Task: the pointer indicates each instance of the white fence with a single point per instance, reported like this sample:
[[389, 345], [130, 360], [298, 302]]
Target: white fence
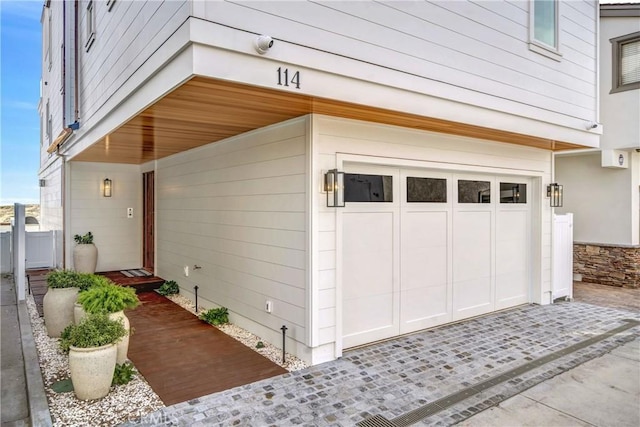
[[40, 249], [5, 252], [562, 283]]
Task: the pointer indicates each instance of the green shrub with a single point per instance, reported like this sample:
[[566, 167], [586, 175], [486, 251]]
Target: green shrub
[[94, 330], [108, 298], [216, 316], [123, 373], [83, 240], [170, 287]]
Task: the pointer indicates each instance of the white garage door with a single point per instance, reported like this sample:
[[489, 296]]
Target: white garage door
[[422, 248]]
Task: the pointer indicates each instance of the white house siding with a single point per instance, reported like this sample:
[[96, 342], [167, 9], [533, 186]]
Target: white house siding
[[117, 237], [51, 206], [604, 201], [471, 52], [126, 37], [619, 112], [335, 139], [237, 209]]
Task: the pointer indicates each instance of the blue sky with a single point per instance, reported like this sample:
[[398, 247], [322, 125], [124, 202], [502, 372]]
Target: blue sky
[[20, 44]]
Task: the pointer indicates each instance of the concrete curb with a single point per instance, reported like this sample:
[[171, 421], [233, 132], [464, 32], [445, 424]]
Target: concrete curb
[[38, 404]]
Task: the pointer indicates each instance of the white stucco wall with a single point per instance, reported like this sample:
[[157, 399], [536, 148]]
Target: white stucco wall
[[604, 201]]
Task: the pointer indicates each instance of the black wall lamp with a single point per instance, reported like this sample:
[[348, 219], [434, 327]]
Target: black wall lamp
[[106, 188], [555, 194], [334, 186]]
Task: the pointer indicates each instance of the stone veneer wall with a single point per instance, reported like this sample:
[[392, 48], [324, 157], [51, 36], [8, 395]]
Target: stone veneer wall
[[607, 265]]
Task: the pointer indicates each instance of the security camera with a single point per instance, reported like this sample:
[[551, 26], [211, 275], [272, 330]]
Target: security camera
[[263, 44]]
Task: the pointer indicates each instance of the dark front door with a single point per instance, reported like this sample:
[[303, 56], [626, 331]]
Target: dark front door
[[148, 211]]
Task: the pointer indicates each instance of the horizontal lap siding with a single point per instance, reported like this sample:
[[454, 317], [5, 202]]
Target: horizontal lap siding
[[136, 30], [238, 209], [478, 46]]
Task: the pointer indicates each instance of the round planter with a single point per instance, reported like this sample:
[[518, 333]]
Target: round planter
[[123, 344], [78, 313], [92, 370], [58, 309], [85, 258]]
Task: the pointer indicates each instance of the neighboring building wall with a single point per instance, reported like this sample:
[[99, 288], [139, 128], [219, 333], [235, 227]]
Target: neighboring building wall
[[607, 265], [117, 237], [601, 199], [52, 206], [619, 111], [237, 209]]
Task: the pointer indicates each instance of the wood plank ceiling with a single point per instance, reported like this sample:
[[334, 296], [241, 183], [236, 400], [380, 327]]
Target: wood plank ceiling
[[203, 110]]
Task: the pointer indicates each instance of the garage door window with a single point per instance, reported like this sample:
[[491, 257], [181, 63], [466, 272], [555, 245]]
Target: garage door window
[[474, 191], [512, 192], [368, 188], [426, 190]]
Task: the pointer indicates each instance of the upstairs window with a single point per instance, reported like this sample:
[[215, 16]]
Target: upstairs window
[[90, 25], [544, 28], [626, 62]]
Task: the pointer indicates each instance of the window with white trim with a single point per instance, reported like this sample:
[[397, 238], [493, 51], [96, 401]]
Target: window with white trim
[[626, 62], [544, 28], [90, 25]]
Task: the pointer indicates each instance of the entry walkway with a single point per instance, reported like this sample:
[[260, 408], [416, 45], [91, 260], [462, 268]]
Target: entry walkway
[[380, 384], [182, 357]]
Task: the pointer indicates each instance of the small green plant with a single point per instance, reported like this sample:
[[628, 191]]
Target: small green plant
[[71, 279], [216, 316], [170, 287], [108, 298], [87, 239], [93, 331], [123, 373]]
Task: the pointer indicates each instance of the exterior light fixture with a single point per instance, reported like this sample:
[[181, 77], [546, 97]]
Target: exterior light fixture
[[555, 194], [106, 188], [334, 186]]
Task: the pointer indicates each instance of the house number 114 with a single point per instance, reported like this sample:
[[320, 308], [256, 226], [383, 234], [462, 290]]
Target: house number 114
[[285, 78]]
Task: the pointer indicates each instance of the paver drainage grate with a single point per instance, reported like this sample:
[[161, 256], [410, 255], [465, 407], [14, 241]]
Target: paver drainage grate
[[452, 399]]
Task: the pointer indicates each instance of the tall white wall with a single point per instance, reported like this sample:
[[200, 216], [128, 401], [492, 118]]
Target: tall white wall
[[472, 52], [237, 209], [604, 201], [619, 112], [117, 237]]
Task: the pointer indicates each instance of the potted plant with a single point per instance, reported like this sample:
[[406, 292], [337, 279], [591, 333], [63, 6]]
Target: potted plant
[[85, 253], [111, 299], [63, 288], [91, 345], [88, 281]]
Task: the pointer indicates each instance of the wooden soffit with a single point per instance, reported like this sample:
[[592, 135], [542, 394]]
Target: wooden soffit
[[203, 110]]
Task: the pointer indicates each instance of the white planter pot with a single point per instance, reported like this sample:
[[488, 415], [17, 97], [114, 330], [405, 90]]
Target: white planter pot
[[123, 344], [58, 309], [78, 313], [92, 370], [85, 258]]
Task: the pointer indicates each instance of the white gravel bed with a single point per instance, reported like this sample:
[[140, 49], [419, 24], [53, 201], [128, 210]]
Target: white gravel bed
[[123, 403], [269, 351]]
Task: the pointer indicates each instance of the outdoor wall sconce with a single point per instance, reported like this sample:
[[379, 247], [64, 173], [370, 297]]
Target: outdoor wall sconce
[[334, 186], [106, 188], [554, 192]]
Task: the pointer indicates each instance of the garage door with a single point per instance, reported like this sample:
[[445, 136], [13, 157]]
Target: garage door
[[422, 248]]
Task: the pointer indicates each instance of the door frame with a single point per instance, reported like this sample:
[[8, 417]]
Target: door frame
[[148, 221]]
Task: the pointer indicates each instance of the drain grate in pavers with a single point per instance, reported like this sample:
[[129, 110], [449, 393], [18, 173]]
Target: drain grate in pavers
[[452, 399]]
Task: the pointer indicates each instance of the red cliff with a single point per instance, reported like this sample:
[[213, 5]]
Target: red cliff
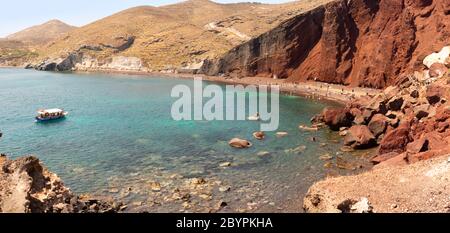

**Activity**
Word for word, restate the records shown above, minus the pictures.

**Result**
Task: the pointer indicates each instance of the white fence with a single point per instance, reported like this sample:
[[389, 345], [130, 360], [298, 302]]
Target: white fence
[[40, 249], [5, 252], [562, 283]]
Task: the pointer indicates each instance of the green shrub with a single point per instance, reported like this sample:
[[566, 167], [586, 175], [486, 251]]
Target: green shrub
[[94, 330], [108, 298], [216, 316], [123, 373], [83, 240], [170, 287]]
Task: the pointer indicates each instance of the white garage door with a single point per instance, reported like this sample:
[[489, 296]]
Target: white garage door
[[422, 248]]
Task: the pointer indicates each instance of the white house siding with a single point per instance, reported like this sample:
[[96, 342], [167, 9], [533, 186]]
Target: white house siding
[[117, 237], [51, 206], [604, 201], [471, 52], [126, 37], [619, 112], [335, 139], [237, 209]]
Task: the pointer indicates each instance of the blue sky with a single point per instance, reported like this sample:
[[398, 247], [322, 125], [124, 202], [502, 372]]
Target: blue sky
[[20, 44]]
Task: the pointer indicates each instance of the concrete curb with a single point per instance, reported like this sample:
[[171, 421], [233, 132], [464, 32], [445, 424]]
Target: concrete curb
[[38, 404]]
Task: the pointer indicates each instance of the white stucco wall with a single point per instance, reported like this sample:
[[157, 399], [536, 148]]
Target: white stucco wall
[[604, 201]]
Task: the pointer indicates each instance of the black wall lamp with a single point per instance, reported like this sample:
[[348, 219], [434, 327]]
Target: black wall lamp
[[106, 188], [555, 194], [334, 186]]
Task: the pointer indicates each instance of the stone veneer wall with a single point per instance, reported like this sample:
[[392, 48], [324, 157], [51, 36], [8, 395]]
Target: stone veneer wall
[[607, 265]]
Task: the pointer indicates each instance of the security camera with a single point per instance, reported like this sample:
[[551, 26], [211, 275], [272, 330]]
Target: security camera
[[263, 44]]
Task: the pointer indicates each instance of the dark front door with a single point per instance, reported like this sample:
[[303, 56], [626, 331]]
Target: dark front door
[[148, 211]]
Task: the pointer indicates each instance of the horizontal lap siding with a single point per instance, reported like this sample:
[[454, 317], [5, 202]]
Target: horizontal lap siding
[[136, 30], [238, 209], [478, 46]]
Task: the pointer indicates each instance of the round planter with a single point per instance, reported like this sample:
[[518, 333]]
Target: round planter
[[123, 344], [78, 313], [92, 370], [58, 309], [85, 258]]
Task: the pointer indicates each instance of the neighboring building wall with a single point per instance, reported like this sample:
[[99, 288], [139, 128], [219, 333], [235, 227]]
Target: neighboring building wall
[[607, 265], [117, 237], [601, 199], [52, 206], [619, 111], [237, 209]]
Task: the pointer indicates each instance of the wood plank ceiling with a single point per instance, reported like this sample:
[[334, 296], [241, 183], [236, 400], [380, 327]]
Target: wood plank ceiling
[[203, 110]]
Task: the pointer indicates each instance of the garage door window with a single point per instance, reported like this sample:
[[491, 257], [181, 63], [466, 272], [555, 245]]
Target: garage door window
[[474, 191], [512, 192], [368, 188], [426, 190]]
Task: the pointer indicates each instance of the upstairs window with a single point per instance, reported like this sample:
[[215, 16]]
Target: upstairs window
[[90, 25], [544, 28], [626, 62]]
Task: the pointer indicates each instance of the window with white trim with a single point per instance, reported like this sample:
[[397, 238], [493, 51], [96, 401]]
Target: window with white trim
[[626, 62], [544, 28], [90, 25]]
Task: the pointer indicates each instance of the entry walkway with a single point per instance, reported like this sample:
[[260, 408], [416, 45], [91, 260], [462, 268]]
Target: entry walkway
[[380, 384], [182, 357]]
Task: the pointer indicates each instance of the small green plant with a single point per instance, reported like this sample:
[[628, 191]]
Target: small green plant
[[71, 279], [216, 316], [170, 287], [108, 298], [87, 239], [93, 331], [123, 373]]
Task: the pointer indicates each instance of the exterior light fixture with a single point per instance, reported like this sample:
[[181, 77], [546, 97]]
Target: exterior light fixture
[[555, 194], [106, 188], [334, 186]]
Task: the pointer indicates each instance of the house number 114 with a single point per instance, reported like this sample:
[[320, 308], [256, 226], [383, 234], [462, 290]]
Target: house number 114
[[285, 78]]
Task: the pointer indicates each instance of the paver drainage grate with a single point per instance, reported like this sample:
[[161, 256], [410, 255], [465, 407], [14, 241]]
Target: paver drainage grate
[[452, 399]]
Task: the pointer indicates each instance of the tall white wall with a single point per instance, reported like this sample:
[[200, 216], [128, 401], [492, 118]]
Target: tall white wall
[[472, 52], [237, 209], [604, 201], [619, 112], [117, 237]]
Task: the pointer indicates each instance of the potted plant with a single point per instance, reported like this sample:
[[406, 292], [337, 279], [591, 333], [63, 6]]
Target: potted plant
[[85, 253], [111, 299], [63, 288], [91, 345], [88, 281]]
Task: the pointer indicates each instance of the wooden soffit with a single point per instance, reported like this sample:
[[592, 135], [542, 394]]
Target: wooden soffit
[[203, 110]]
Task: the pointer indicates each instance of the white planter pot with a single point per instance, reported like this sample:
[[488, 415], [17, 97], [114, 330], [405, 90]]
Target: white planter pot
[[123, 344], [58, 309], [78, 313], [92, 370], [85, 258]]
Task: the pointer indicates each instance of the white gravel bed with a single point per instance, reported like this sample:
[[140, 49], [419, 24], [53, 201], [128, 210]]
Target: white gravel bed
[[123, 403], [269, 351]]
Task: the pointer indicates each instance of the outdoor wall sconce with a single point per instance, reported like this sample:
[[379, 247], [64, 173], [370, 297]]
Target: outdoor wall sconce
[[334, 186], [106, 188], [554, 192]]
Task: the pointer indicates each instance of the garage door with a single point per instance, reported like this sample:
[[445, 136], [13, 157]]
Target: garage door
[[422, 248]]
Task: the pointer indicates each instance of the door frame with a single point per instance, reported like this sample:
[[8, 417]]
Target: door frame
[[148, 221]]
Task: the pointer indicates each instance of the drain grate in pavers with a single point per instance, reported like this sample:
[[129, 110], [449, 393], [18, 173]]
Target: drain grate in pavers
[[452, 399]]
Task: the pointer indicates each instance of the red cliff with a single point per instance, reported like this sample:
[[213, 5]]
Target: red cliff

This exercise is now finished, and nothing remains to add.